List each line in the records below that contains the string "correct" and copy those lines in full.

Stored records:
[Start of Attachment]

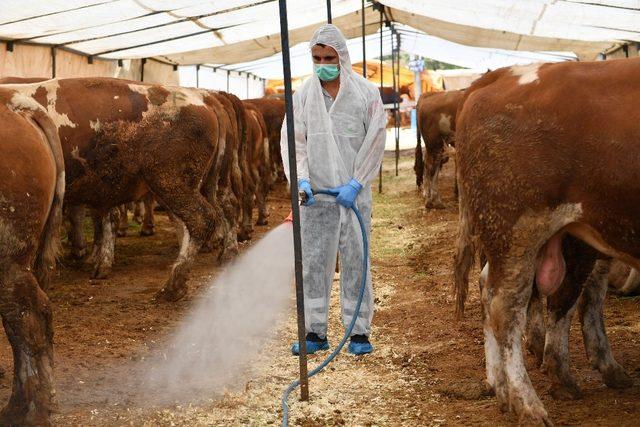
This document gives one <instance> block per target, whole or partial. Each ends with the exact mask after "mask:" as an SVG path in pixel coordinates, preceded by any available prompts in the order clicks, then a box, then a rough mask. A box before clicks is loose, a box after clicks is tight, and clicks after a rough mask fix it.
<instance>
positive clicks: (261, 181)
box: [254, 174, 269, 225]
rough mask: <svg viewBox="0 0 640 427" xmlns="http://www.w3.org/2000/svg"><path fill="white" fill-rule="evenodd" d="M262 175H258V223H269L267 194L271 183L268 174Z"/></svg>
mask: <svg viewBox="0 0 640 427" xmlns="http://www.w3.org/2000/svg"><path fill="white" fill-rule="evenodd" d="M260 175H262V176H256V177H255V178H254V179H255V180H256V186H255V189H256V205H257V206H258V220H257V221H256V225H267V223H268V221H267V218H268V217H269V212H268V211H267V194H268V193H269V183H268V182H267V179H268V178H267V177H266V174H260Z"/></svg>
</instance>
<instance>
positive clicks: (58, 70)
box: [0, 44, 178, 85]
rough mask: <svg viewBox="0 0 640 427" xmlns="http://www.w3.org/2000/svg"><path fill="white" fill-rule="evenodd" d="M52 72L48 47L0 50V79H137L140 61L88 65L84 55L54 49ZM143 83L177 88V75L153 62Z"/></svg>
mask: <svg viewBox="0 0 640 427" xmlns="http://www.w3.org/2000/svg"><path fill="white" fill-rule="evenodd" d="M55 57H56V61H55V73H54V70H53V56H52V49H51V48H50V47H48V46H38V45H27V44H15V45H14V46H13V52H10V51H8V50H7V49H5V48H2V49H0V77H42V78H51V77H52V76H53V75H54V74H55V76H56V77H61V78H65V77H119V78H123V79H129V80H140V78H141V77H142V60H140V59H130V60H129V59H125V60H122V65H118V62H117V61H114V60H104V59H98V58H95V59H94V60H93V61H92V62H91V63H89V61H88V59H87V57H86V56H84V55H78V54H76V53H73V52H67V51H64V50H62V49H56V50H55ZM144 81H145V82H149V83H162V84H170V85H177V84H178V73H177V72H176V71H174V70H173V66H172V65H168V64H165V63H161V62H158V61H155V60H152V59H149V60H147V61H146V63H145V65H144Z"/></svg>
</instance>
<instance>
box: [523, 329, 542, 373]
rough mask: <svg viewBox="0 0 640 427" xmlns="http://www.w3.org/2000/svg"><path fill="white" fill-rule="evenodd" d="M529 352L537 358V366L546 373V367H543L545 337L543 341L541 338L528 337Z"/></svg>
mask: <svg viewBox="0 0 640 427" xmlns="http://www.w3.org/2000/svg"><path fill="white" fill-rule="evenodd" d="M527 350H528V351H529V353H531V354H532V355H533V356H534V357H535V358H536V366H538V367H540V368H541V369H542V370H543V371H545V372H546V367H544V366H543V360H544V336H543V337H542V339H540V336H535V337H532V336H527Z"/></svg>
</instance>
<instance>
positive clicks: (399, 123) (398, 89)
mask: <svg viewBox="0 0 640 427" xmlns="http://www.w3.org/2000/svg"><path fill="white" fill-rule="evenodd" d="M395 35H396V61H397V63H396V73H397V74H398V76H397V79H396V80H397V82H398V98H396V100H397V107H396V176H398V163H400V125H401V124H402V123H401V120H400V99H399V98H400V33H398V32H396V34H395Z"/></svg>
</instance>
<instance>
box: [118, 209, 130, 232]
mask: <svg viewBox="0 0 640 427" xmlns="http://www.w3.org/2000/svg"><path fill="white" fill-rule="evenodd" d="M117 210H118V223H117V224H118V225H117V230H116V236H118V237H125V236H126V235H127V231H128V229H129V218H128V217H127V210H128V209H127V205H126V204H123V205H120V206H118V208H117Z"/></svg>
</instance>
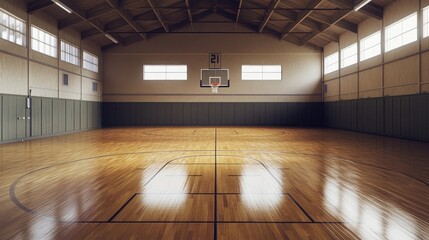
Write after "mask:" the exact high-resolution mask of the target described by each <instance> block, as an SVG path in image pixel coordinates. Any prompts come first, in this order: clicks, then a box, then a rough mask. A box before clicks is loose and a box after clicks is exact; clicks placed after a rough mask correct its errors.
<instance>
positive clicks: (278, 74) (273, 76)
mask: <svg viewBox="0 0 429 240" xmlns="http://www.w3.org/2000/svg"><path fill="white" fill-rule="evenodd" d="M262 79H264V80H281V79H282V74H281V73H267V72H264V73H263V77H262Z"/></svg>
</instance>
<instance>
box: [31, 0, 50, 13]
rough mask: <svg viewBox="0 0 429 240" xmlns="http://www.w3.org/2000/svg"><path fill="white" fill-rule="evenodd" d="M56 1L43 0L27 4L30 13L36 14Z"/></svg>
mask: <svg viewBox="0 0 429 240" xmlns="http://www.w3.org/2000/svg"><path fill="white" fill-rule="evenodd" d="M53 4H54V3H53V2H52V1H51V0H42V1H34V2H32V3H29V4H27V12H28V14H34V13H36V12H39V11H42V10H43V9H45V8H47V7H50V6H52V5H53Z"/></svg>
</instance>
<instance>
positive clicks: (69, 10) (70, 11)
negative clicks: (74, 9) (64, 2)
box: [51, 0, 73, 13]
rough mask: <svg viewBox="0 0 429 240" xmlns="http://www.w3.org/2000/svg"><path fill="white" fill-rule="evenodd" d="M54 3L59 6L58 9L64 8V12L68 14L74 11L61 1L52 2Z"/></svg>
mask: <svg viewBox="0 0 429 240" xmlns="http://www.w3.org/2000/svg"><path fill="white" fill-rule="evenodd" d="M51 1H52V2H53V3H55V4H57V6H58V7H60V8H62V9H63V10H64V11H66V12H68V13H72V12H73V10H71V9H70V8H69V7H67V6H66V5H64V3H62V2H60V1H59V0H51Z"/></svg>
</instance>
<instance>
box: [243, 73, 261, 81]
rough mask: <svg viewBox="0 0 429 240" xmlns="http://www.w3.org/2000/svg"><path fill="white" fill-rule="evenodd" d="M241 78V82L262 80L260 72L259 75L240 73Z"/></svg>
mask: <svg viewBox="0 0 429 240" xmlns="http://www.w3.org/2000/svg"><path fill="white" fill-rule="evenodd" d="M241 78H242V79H243V80H261V79H262V72H259V73H244V72H243V73H242V74H241Z"/></svg>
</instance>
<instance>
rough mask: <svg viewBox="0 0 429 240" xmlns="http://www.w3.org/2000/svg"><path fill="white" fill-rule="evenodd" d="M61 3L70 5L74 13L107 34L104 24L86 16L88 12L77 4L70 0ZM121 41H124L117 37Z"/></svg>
mask: <svg viewBox="0 0 429 240" xmlns="http://www.w3.org/2000/svg"><path fill="white" fill-rule="evenodd" d="M61 3H63V4H64V5H65V6H67V7H69V8H70V9H71V10H72V11H73V13H74V14H75V15H76V16H78V17H79V18H80V19H82V21H84V22H88V23H89V24H91V26H92V27H94V28H95V29H96V30H97V31H98V32H99V33H101V34H103V35H106V34H107V33H106V31H105V30H104V25H103V24H101V23H99V22H98V21H96V20H89V19H87V18H86V13H85V12H84V11H83V10H81V9H80V8H78V7H77V6H76V5H75V4H72V3H71V1H70V0H61ZM117 40H118V42H119V43H122V42H121V41H120V39H117Z"/></svg>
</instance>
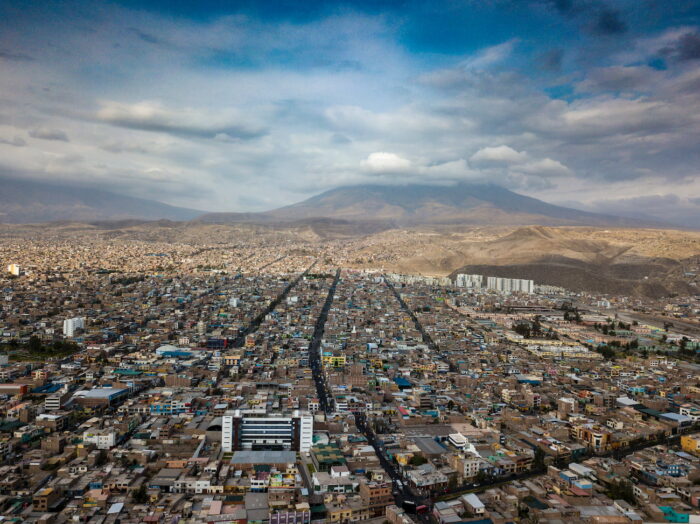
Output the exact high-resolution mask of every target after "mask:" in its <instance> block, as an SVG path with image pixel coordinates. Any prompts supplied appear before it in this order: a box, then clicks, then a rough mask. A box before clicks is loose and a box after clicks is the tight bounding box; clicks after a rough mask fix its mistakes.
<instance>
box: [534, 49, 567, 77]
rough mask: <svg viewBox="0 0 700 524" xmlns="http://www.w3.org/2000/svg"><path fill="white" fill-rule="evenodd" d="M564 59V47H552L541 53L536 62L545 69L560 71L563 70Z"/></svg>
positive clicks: (537, 63) (540, 66)
mask: <svg viewBox="0 0 700 524" xmlns="http://www.w3.org/2000/svg"><path fill="white" fill-rule="evenodd" d="M563 59H564V51H563V50H562V49H550V50H548V51H545V52H544V53H542V54H540V55H539V57H538V58H537V61H536V62H537V64H538V65H539V67H540V68H541V69H543V70H545V71H552V72H558V71H560V70H561V65H562V61H563Z"/></svg>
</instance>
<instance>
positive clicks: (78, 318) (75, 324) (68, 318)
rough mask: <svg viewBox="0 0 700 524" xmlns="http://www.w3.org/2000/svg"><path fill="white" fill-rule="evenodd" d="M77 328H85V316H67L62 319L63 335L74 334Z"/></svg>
mask: <svg viewBox="0 0 700 524" xmlns="http://www.w3.org/2000/svg"><path fill="white" fill-rule="evenodd" d="M78 329H85V317H74V318H67V319H65V320H64V321H63V334H64V335H65V336H67V337H73V336H75V332H76V330H78Z"/></svg>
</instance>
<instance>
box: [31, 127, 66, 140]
mask: <svg viewBox="0 0 700 524" xmlns="http://www.w3.org/2000/svg"><path fill="white" fill-rule="evenodd" d="M29 136H30V137H32V138H38V139H41V140H59V141H61V142H69V140H68V135H67V134H66V132H65V131H62V130H60V129H52V128H49V127H39V128H37V129H32V130H31V131H29Z"/></svg>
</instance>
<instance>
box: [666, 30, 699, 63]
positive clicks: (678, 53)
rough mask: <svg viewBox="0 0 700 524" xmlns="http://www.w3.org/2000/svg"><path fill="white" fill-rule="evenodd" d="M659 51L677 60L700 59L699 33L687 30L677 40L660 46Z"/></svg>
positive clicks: (673, 58) (696, 59)
mask: <svg viewBox="0 0 700 524" xmlns="http://www.w3.org/2000/svg"><path fill="white" fill-rule="evenodd" d="M659 52H660V53H661V54H662V55H664V56H667V57H669V58H673V59H675V60H678V61H690V60H700V33H698V32H697V31H689V32H687V33H684V34H682V35H681V36H680V37H679V38H678V40H676V41H675V42H672V43H670V44H668V45H667V46H665V47H663V48H661V49H660V50H659Z"/></svg>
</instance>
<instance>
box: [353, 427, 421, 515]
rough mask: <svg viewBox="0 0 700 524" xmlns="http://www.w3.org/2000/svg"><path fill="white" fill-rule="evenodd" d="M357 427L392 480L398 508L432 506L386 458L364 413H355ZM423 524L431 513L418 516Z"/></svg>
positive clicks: (396, 503)
mask: <svg viewBox="0 0 700 524" xmlns="http://www.w3.org/2000/svg"><path fill="white" fill-rule="evenodd" d="M355 426H357V430H358V431H359V432H360V433H362V434H363V435H364V436H365V437H366V438H367V442H368V443H369V444H370V446H372V447H373V448H374V452H375V453H376V454H377V457H379V463H380V464H381V466H382V468H384V471H386V473H387V475H389V477H390V478H391V482H392V484H393V491H392V492H393V494H394V502H395V503H396V505H397V506H398V507H400V508H401V507H403V504H404V502H409V503H413V505H414V508H417V507H418V506H422V505H426V506H428V507H430V506H432V502H431V501H430V499H429V498H427V497H423V496H420V495H417V494H416V493H415V492H414V491H413V490H412V489H411V488H410V487H409V486H408V485H407V483H406V482H405V481H404V479H403V476H402V474H401V473H400V472H399V470H398V468H397V466H396V465H395V464H394V463H393V462H391V461H390V460H389V459H388V458H387V456H386V450H385V449H384V446H383V445H382V443H381V442H379V440H378V439H377V436H376V435H375V434H374V431H372V428H371V427H369V424H367V417H366V416H365V414H364V413H355ZM399 481H400V482H401V483H402V487H401V488H400V487H399V484H398V482H399ZM416 518H418V519H419V520H420V521H421V522H425V523H428V522H431V516H430V514H429V513H424V514H420V515H416Z"/></svg>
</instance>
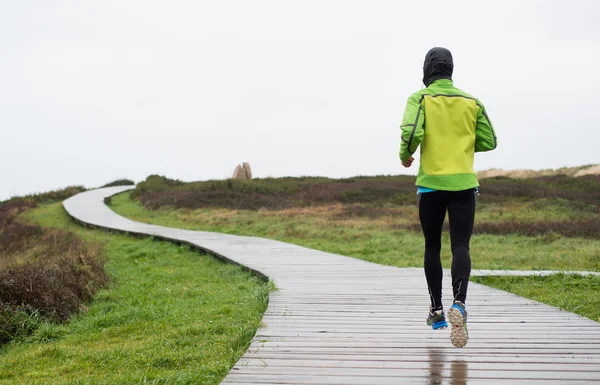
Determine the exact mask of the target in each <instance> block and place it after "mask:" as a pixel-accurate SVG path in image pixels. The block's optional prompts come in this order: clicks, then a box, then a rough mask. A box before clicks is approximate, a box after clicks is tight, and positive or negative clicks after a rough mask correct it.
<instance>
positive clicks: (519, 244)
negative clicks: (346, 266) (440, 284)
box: [112, 193, 600, 320]
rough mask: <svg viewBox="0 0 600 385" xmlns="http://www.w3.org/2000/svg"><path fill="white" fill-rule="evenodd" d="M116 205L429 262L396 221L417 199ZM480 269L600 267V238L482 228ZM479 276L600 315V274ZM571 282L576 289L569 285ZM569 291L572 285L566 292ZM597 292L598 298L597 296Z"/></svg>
mask: <svg viewBox="0 0 600 385" xmlns="http://www.w3.org/2000/svg"><path fill="white" fill-rule="evenodd" d="M112 209H113V210H114V211H116V212H117V213H119V214H121V215H123V216H126V217H128V218H131V219H133V220H137V221H140V222H145V223H153V224H159V225H164V226H170V227H179V228H185V229H191V230H205V231H218V232H223V233H229V234H237V235H253V236H261V237H266V238H272V239H277V240H281V241H285V242H290V243H294V244H298V245H302V246H306V247H310V248H314V249H318V250H323V251H328V252H332V253H337V254H341V255H346V256H351V257H355V258H359V259H364V260H367V261H371V262H374V263H379V264H384V265H391V266H398V267H422V266H423V260H422V255H423V239H422V235H421V234H420V233H416V232H411V231H406V230H402V229H395V228H394V224H395V223H402V222H403V221H411V220H415V217H416V215H417V210H416V207H409V206H403V207H401V208H399V209H398V212H397V213H396V215H397V217H395V218H389V217H388V218H381V217H378V218H348V219H340V218H339V211H340V208H339V207H337V206H335V205H333V206H327V207H317V208H314V207H313V208H302V209H287V210H277V211H269V210H258V211H250V210H231V209H215V208H209V209H197V210H186V209H172V208H162V209H159V210H147V209H145V208H144V207H143V206H141V205H140V204H139V203H138V202H137V201H134V200H132V199H131V198H130V195H129V193H124V194H120V195H117V196H115V197H113V199H112ZM576 210H577V207H573V204H572V203H570V202H565V201H561V200H546V199H540V200H536V201H530V202H519V201H512V202H507V203H505V204H489V205H486V206H483V207H481V206H480V207H479V209H478V215H481V216H482V217H484V219H485V220H487V221H494V220H497V221H502V220H503V219H506V218H510V219H514V218H519V219H524V220H526V219H532V218H535V219H554V220H556V219H561V218H573V217H574V216H576V215H577V212H576ZM443 244H444V245H445V246H444V248H443V250H442V263H443V264H444V266H445V267H447V268H449V267H450V261H451V254H450V251H449V246H448V245H449V244H450V239H449V235H448V234H447V233H445V234H444V239H443ZM471 256H472V260H473V268H474V269H497V270H501V269H513V270H591V271H600V240H599V239H584V238H567V237H562V236H560V235H557V234H553V233H550V234H547V235H543V236H538V237H528V236H523V235H516V234H511V235H487V234H486V235H475V236H473V238H472V242H471ZM474 281H477V282H482V283H484V284H486V285H489V286H493V287H497V288H499V289H502V290H507V291H510V292H513V293H516V294H519V295H522V296H525V297H528V298H531V299H534V300H537V301H540V302H545V303H548V304H550V305H554V306H557V307H560V308H562V309H565V310H569V311H572V312H575V313H577V314H580V315H582V316H585V317H588V318H592V319H594V320H599V317H598V312H599V309H600V307H599V306H598V305H599V303H598V302H599V301H598V296H597V293H598V288H599V283H600V277H586V278H581V277H578V276H569V275H566V276H562V275H560V276H553V277H546V278H527V277H506V278H505V277H490V278H484V279H482V278H474ZM565 287H568V288H571V289H573V290H576V294H573V292H572V291H569V290H565V289H564V288H565ZM566 293H569V294H568V295H566ZM592 297H594V298H592Z"/></svg>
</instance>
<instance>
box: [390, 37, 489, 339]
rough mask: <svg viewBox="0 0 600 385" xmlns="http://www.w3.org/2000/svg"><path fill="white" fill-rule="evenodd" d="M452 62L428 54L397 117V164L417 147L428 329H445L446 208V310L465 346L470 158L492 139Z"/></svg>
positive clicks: (419, 205)
mask: <svg viewBox="0 0 600 385" xmlns="http://www.w3.org/2000/svg"><path fill="white" fill-rule="evenodd" d="M453 69H454V63H453V60H452V54H451V53H450V51H449V50H447V49H445V48H437V47H436V48H432V49H431V50H430V51H429V52H428V53H427V55H426V56H425V64H424V65H423V83H424V84H425V86H426V87H427V88H425V89H422V90H421V91H418V92H416V93H414V94H412V95H411V96H410V97H409V98H408V102H407V104H406V110H405V112H404V118H403V120H402V125H401V126H400V128H401V129H402V134H401V139H402V140H401V145H400V160H401V161H402V165H403V166H404V167H410V166H411V165H412V163H413V161H414V158H413V157H412V154H413V153H414V152H415V151H416V150H417V147H419V145H421V162H420V165H419V173H418V176H417V183H416V185H417V193H418V197H419V219H420V221H421V227H422V229H423V235H424V236H425V262H424V266H425V277H426V278H427V286H428V289H429V296H430V298H431V305H430V308H429V316H428V317H427V325H429V326H431V327H432V328H433V329H434V330H437V329H443V328H447V327H448V323H447V322H446V317H445V315H444V308H443V306H442V263H441V261H440V250H441V247H442V225H443V223H444V218H445V216H446V211H448V219H449V222H450V242H451V248H452V288H453V292H454V293H453V294H454V303H453V304H452V307H451V308H450V310H449V311H448V319H449V320H450V324H451V326H452V332H451V335H450V340H451V341H452V344H453V345H454V346H456V347H463V346H465V345H466V344H467V341H468V340H469V333H468V331H467V311H466V309H465V302H466V297H467V286H468V284H469V275H470V274H471V257H470V255H469V242H470V240H471V233H472V232H473V221H474V219H475V198H476V195H477V188H478V187H479V182H478V181H477V175H476V174H475V171H474V169H473V160H474V153H475V152H481V151H491V150H493V149H495V148H496V145H497V143H496V134H495V133H494V128H493V127H492V122H491V121H490V119H489V118H488V115H487V113H486V111H485V108H484V107H483V104H481V102H480V101H479V100H477V99H476V98H474V97H473V96H471V95H469V94H467V93H465V92H463V91H461V90H459V89H458V88H455V87H454V85H453V82H452V71H453Z"/></svg>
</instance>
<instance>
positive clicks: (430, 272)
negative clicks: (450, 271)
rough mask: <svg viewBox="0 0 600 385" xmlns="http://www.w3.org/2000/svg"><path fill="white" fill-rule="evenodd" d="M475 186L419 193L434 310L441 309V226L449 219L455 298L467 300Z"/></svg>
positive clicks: (441, 244)
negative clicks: (470, 249) (465, 187)
mask: <svg viewBox="0 0 600 385" xmlns="http://www.w3.org/2000/svg"><path fill="white" fill-rule="evenodd" d="M476 195H477V192H476V190H475V189H469V190H463V191H434V192H428V193H422V194H420V195H419V219H420V221H421V227H422V229H423V235H425V277H426V278H427V286H428V288H429V296H430V297H431V306H432V308H433V309H434V310H439V309H442V275H443V274H442V262H441V261H440V250H441V248H442V226H443V224H444V218H445V217H446V211H448V219H449V222H450V243H451V248H452V270H451V271H452V288H453V292H454V293H453V294H454V300H456V301H461V302H463V303H465V300H466V297H467V286H468V284H469V275H470V274H471V256H470V255H469V243H470V241H471V233H472V232H473V221H474V219H475V196H476Z"/></svg>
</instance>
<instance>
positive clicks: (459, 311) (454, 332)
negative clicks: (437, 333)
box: [448, 301, 469, 348]
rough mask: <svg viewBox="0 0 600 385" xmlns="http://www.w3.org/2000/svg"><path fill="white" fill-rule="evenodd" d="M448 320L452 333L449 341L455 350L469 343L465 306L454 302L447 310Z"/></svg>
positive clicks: (459, 302) (457, 302)
mask: <svg viewBox="0 0 600 385" xmlns="http://www.w3.org/2000/svg"><path fill="white" fill-rule="evenodd" d="M448 319H449V320H450V325H451V327H452V331H451V333H450V341H451V342H452V345H454V346H456V347H457V348H462V347H464V346H465V345H466V344H467V342H469V331H468V330H467V311H466V310H465V304H464V303H462V302H460V301H454V304H453V305H452V307H451V308H450V310H448Z"/></svg>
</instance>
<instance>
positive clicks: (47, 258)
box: [0, 199, 108, 344]
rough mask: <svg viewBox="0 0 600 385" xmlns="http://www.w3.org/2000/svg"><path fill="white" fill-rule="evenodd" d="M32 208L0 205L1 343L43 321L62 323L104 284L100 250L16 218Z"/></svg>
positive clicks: (28, 332)
mask: <svg viewBox="0 0 600 385" xmlns="http://www.w3.org/2000/svg"><path fill="white" fill-rule="evenodd" d="M35 205H36V202H35V201H33V200H31V199H15V200H11V201H10V202H8V203H3V204H0V344H2V343H5V342H7V341H9V340H11V339H14V338H20V337H23V336H26V335H29V334H31V332H32V331H33V330H35V329H36V327H37V325H38V324H40V322H42V321H44V322H45V321H54V322H62V321H65V320H67V319H68V318H69V317H70V316H71V315H72V314H74V313H76V312H78V311H79V310H80V309H81V308H83V306H84V304H85V303H86V302H88V301H90V300H91V299H92V296H93V295H94V293H95V292H96V291H97V290H98V289H99V288H101V287H102V286H103V285H104V284H106V283H107V281H108V277H107V275H106V273H105V272H104V256H103V253H102V250H101V248H100V247H99V246H97V245H89V244H86V243H84V242H83V241H82V240H81V239H80V238H78V237H77V236H75V235H74V234H71V233H67V232H64V231H59V230H48V229H44V228H42V227H40V226H38V225H34V224H28V223H23V222H21V221H19V220H18V219H17V217H16V215H17V214H18V213H20V212H21V211H23V210H25V209H27V208H31V207H34V206H35Z"/></svg>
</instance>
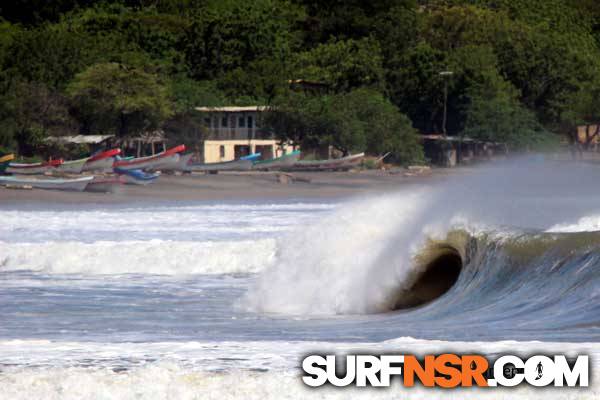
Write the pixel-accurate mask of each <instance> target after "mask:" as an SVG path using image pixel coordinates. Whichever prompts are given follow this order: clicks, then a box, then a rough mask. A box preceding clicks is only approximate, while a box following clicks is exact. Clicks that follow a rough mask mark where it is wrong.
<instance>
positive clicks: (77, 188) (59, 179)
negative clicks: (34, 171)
mask: <svg viewBox="0 0 600 400" xmlns="http://www.w3.org/2000/svg"><path fill="white" fill-rule="evenodd" d="M92 179H94V177H93V176H83V177H81V178H75V179H43V178H22V177H16V176H0V185H4V186H15V187H19V186H25V187H32V188H36V189H50V190H68V191H75V192H83V191H84V190H85V188H86V186H87V185H88V184H89V183H90V182H91V181H92Z"/></svg>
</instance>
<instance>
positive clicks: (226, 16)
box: [183, 0, 303, 80]
mask: <svg viewBox="0 0 600 400" xmlns="http://www.w3.org/2000/svg"><path fill="white" fill-rule="evenodd" d="M302 18H303V10H302V8H300V7H298V6H296V5H294V4H292V3H291V2H288V1H284V0H280V1H277V0H257V1H244V0H223V1H213V2H209V3H208V4H207V5H206V7H204V8H202V10H200V11H199V12H198V13H197V14H196V16H195V17H194V19H193V21H192V23H191V24H190V26H189V28H188V29H187V31H186V36H185V39H184V45H183V51H184V54H185V60H186V63H187V66H188V68H189V71H190V75H191V76H192V77H193V78H195V79H199V80H206V79H214V78H218V77H220V76H221V75H223V74H224V73H225V72H227V71H233V70H235V69H236V68H242V69H243V68H245V67H246V66H247V65H248V64H250V63H252V62H253V61H255V60H261V59H263V60H265V59H269V60H277V61H278V62H284V61H285V60H286V59H287V58H288V57H289V56H290V54H291V51H292V50H293V49H294V48H296V46H298V44H299V42H300V37H299V33H298V28H299V27H298V26H297V25H298V23H299V21H300V20H301V19H302Z"/></svg>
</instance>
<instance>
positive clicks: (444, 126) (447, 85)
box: [440, 71, 454, 137]
mask: <svg viewBox="0 0 600 400" xmlns="http://www.w3.org/2000/svg"><path fill="white" fill-rule="evenodd" d="M452 75H454V72H452V71H442V72H440V76H441V77H443V78H444V122H443V123H442V133H443V134H444V137H446V136H447V135H448V132H447V131H446V122H447V120H448V80H449V79H450V77H451V76H452Z"/></svg>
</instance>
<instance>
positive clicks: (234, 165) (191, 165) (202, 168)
mask: <svg viewBox="0 0 600 400" xmlns="http://www.w3.org/2000/svg"><path fill="white" fill-rule="evenodd" d="M252 164H253V162H252V160H242V159H239V160H232V161H224V162H220V163H191V164H188V165H187V166H186V169H185V171H188V172H192V171H193V172H218V171H248V170H250V169H252Z"/></svg>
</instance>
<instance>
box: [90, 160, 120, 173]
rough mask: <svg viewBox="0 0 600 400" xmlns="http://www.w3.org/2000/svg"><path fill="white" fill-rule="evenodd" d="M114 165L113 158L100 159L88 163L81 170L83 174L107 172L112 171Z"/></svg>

[End of Attachment]

Written response
Write after "mask:" the exact high-resolution mask of the target described by each <instance> block, as an SVG path in image pixel coordinates. Any prompts come first, in this order: clicks, then a box, then a rough mask. A box before clicks is loose and a box after clicks is exact; clicks placed after a rough mask correct its errors.
Determine the exact mask of the target in each <instance> block and place it after "mask:" as a pixel-accurate SVG path in image pixels. The block's optional prompts come in this order: clicks, then a box, then a rough mask. A box before clicks is approximate, a box after clicks is tight, and positive or negative clicks after a rough mask correct it.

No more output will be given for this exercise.